Problem description
Reproduce each of the rows below verbatim, line for line.

###

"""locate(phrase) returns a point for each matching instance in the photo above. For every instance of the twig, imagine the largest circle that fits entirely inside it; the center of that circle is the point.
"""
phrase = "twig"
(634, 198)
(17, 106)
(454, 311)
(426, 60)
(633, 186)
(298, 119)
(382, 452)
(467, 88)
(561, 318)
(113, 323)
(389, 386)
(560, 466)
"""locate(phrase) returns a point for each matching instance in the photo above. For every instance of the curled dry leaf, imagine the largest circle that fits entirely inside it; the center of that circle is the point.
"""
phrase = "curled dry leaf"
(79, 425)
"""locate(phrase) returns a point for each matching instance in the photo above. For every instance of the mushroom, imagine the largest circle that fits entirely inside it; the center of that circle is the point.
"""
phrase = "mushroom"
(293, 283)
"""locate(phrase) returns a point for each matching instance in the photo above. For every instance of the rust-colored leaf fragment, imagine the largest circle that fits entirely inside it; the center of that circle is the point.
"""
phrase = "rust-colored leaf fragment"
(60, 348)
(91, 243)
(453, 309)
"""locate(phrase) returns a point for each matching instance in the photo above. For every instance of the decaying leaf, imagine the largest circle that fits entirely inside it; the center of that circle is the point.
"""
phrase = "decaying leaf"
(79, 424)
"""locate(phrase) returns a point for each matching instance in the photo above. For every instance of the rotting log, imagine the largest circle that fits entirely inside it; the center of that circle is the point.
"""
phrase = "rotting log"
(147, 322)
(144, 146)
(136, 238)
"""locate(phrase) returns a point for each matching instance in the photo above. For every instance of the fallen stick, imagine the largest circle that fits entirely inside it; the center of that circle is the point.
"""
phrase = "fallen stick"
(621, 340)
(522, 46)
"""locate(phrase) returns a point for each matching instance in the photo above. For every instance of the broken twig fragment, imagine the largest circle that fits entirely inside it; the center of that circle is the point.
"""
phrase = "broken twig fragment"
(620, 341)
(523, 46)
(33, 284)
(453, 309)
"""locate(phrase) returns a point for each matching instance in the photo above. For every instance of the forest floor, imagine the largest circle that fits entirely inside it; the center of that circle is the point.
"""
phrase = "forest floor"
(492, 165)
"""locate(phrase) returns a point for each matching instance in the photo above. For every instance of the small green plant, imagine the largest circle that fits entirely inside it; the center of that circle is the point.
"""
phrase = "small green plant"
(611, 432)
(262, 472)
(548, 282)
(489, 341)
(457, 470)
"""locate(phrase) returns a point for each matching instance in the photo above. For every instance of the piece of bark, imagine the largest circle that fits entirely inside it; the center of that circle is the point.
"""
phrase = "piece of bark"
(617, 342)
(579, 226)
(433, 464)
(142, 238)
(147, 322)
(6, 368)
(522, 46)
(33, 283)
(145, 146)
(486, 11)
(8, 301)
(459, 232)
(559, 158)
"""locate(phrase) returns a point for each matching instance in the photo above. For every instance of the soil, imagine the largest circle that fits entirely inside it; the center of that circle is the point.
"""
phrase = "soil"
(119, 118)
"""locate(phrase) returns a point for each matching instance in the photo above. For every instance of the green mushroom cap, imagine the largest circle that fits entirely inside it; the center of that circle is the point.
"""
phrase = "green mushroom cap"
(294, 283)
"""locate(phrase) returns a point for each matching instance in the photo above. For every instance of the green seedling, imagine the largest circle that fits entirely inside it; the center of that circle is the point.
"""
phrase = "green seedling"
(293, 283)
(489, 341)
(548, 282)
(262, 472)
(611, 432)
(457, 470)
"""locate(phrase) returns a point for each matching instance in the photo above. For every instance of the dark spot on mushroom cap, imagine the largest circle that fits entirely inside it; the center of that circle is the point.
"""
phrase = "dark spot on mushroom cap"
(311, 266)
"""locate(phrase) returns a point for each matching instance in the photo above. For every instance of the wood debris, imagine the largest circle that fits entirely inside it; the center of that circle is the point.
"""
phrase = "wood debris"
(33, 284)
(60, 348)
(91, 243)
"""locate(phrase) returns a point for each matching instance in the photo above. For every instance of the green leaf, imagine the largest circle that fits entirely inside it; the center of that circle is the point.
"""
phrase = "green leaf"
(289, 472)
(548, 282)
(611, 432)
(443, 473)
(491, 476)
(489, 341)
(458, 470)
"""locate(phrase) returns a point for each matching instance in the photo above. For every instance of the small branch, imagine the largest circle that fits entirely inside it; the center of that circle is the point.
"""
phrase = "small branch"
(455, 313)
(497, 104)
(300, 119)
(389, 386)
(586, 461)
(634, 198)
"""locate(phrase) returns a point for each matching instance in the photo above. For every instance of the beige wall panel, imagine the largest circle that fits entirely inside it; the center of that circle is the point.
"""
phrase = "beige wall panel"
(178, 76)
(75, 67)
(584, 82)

###

Exercise response
"""locate(phrase) returns a point for each matching instance in the photo above. For every instance of the twig, imagine the largest circle that fits entirely inside it; the center of that circle is the point.
"""
phrase = "twig"
(634, 198)
(17, 106)
(454, 311)
(426, 60)
(633, 186)
(298, 119)
(382, 452)
(467, 88)
(561, 318)
(113, 323)
(389, 386)
(560, 466)
"""locate(phrase) returns a point for each matching instance in the photo above. For every instance of the curled dry leaf, imagine the largest circle that fits entirely inside it; the center of that circle is the point.
"""
phrase = "curled dry leaf"
(79, 425)
"""locate(phrase) returns a point for each matching instance in the photo above. For every instance of the mushroom, imagine the largest circle that fits entirely inside it; the center of that circle is the point.
"""
phrase = "mushroom"
(293, 283)
"""locate(phrase) returns a point for each matching instance in the photo above. For every instance of the rust-colored leaf fragment, imagine the largest circle that fits entirely inside it; the center of that circle is the point.
"""
phrase = "rust-colored leaf fragment"
(60, 348)
(91, 243)
(453, 309)
"""locate(phrase) returns a point for each matching instance in the photo above. For every instance of the decaying leaf, imagine the largest circle that fits entirely inside it; the center of that circle is the point.
"""
phrase = "decaying leaf"
(79, 424)
"""locate(phrase) returns a point for each matching instance in the photo above. For every instance of the rotting log, imagine the largest circle that fits entirely inside it; the center of that circle is the point.
"""
phrase = "rotting log"
(147, 322)
(144, 146)
(136, 238)
"""locate(phrase) returns a point for each matching instance in the photo above. For every instance of the fallen stick, imagine the largest circle that fits entirely inside it; the center of that circle is the point.
"""
phrase = "fallen stick"
(621, 340)
(522, 46)
"""locate(phrase) returns a point for each matching instance in the photo above. For every instance of the broken twig fragment, imagine the largest circle that fits entirely inside it; the center of that circle is the point.
"""
phrase = "broken twig fragment"
(620, 341)
(523, 46)
(33, 284)
(453, 309)
"""locate(phrase) returns a point for each matching instance in the photo above. For every instance of the forest floor, imagine the largest circle that fits entirely inside it; the center of that circle is the point.
"""
phrase = "forest floor"
(492, 165)
"""locate(phrase) returns a point for each matching instance in the photo above. For every instance of the small green plant, imagine the largest circle that fits entirely inside it; the center of that circle is the point.
"""
phrase = "small green plant"
(611, 432)
(262, 472)
(548, 282)
(489, 341)
(457, 470)
"""locate(phrase) returns a point for each matching instance in the photo above. For every instance of the piece of bark, imagine the largest circle that fits entirely inside it; the center of that circle is the point.
"""
phrase = "piece of bark"
(617, 342)
(579, 226)
(433, 464)
(142, 238)
(147, 322)
(6, 368)
(522, 46)
(33, 283)
(145, 146)
(486, 11)
(8, 301)
(459, 232)
(559, 158)
"""locate(phrase) returns a point for each matching instance in the photo above. For every instance of the soil, imagine the largest circle that fits entirely inside it; the center of that circle is the point.
"""
phrase = "soil"
(119, 118)
"""locate(phrase) returns a point for each matching instance in the photo above. For every instance of the green mushroom cap, imagine the largest circle that fits entirely inside it; the center of that circle is the point.
"""
phrase = "green mushroom cap"
(294, 283)
"""locate(phrase) returns a point for each matching instance in the photo above. For every instance of the green seedling, imagine the largest circle that fits entirely inside it; the center of that circle is the point.
"""
phrase = "green seedling"
(293, 283)
(489, 341)
(548, 282)
(262, 472)
(611, 432)
(457, 470)
"""locate(phrase) returns a point for each matching instance in the photo above. For every instance of the dark spot on mushroom cap, imagine the largest circle that fits entirely inside it; the center of that circle is the point.
"""
phrase = "dark spot on mushroom cap"
(311, 266)
"""locate(phrase) returns a point for each matching instance in the photo above. For every instance of the wood debris, imagine the largest circle that fits entirely inside it; the center of that circle is the point.
"""
phrase = "wood debris"
(33, 284)
(60, 348)
(91, 243)
"""locate(phrase) returns a point for each matching instance in the photo above. For every instance of the green leaf, imagine the largest circle that fits entirely inside it; the center of that circle is the point.
"""
phrase = "green leaf"
(289, 472)
(548, 282)
(611, 432)
(443, 473)
(491, 476)
(489, 341)
(458, 470)
"""locate(phrase) returns a point for each matching instance in the photo above. For every instance of the small branch, imagine the largest circle that fits entirely inside it; the center of that circle is the point.
"""
phrase = "small branch"
(455, 313)
(497, 104)
(300, 119)
(389, 386)
(586, 461)
(634, 198)
"""locate(phrase) returns a point for each matching instance in the photo above. For every instance of the beige wall panel, imagine the largest circle that fits entirely inside it; the center of that circle is the point.
"""
phrase = "beige wall panel"
(178, 76)
(75, 67)
(584, 82)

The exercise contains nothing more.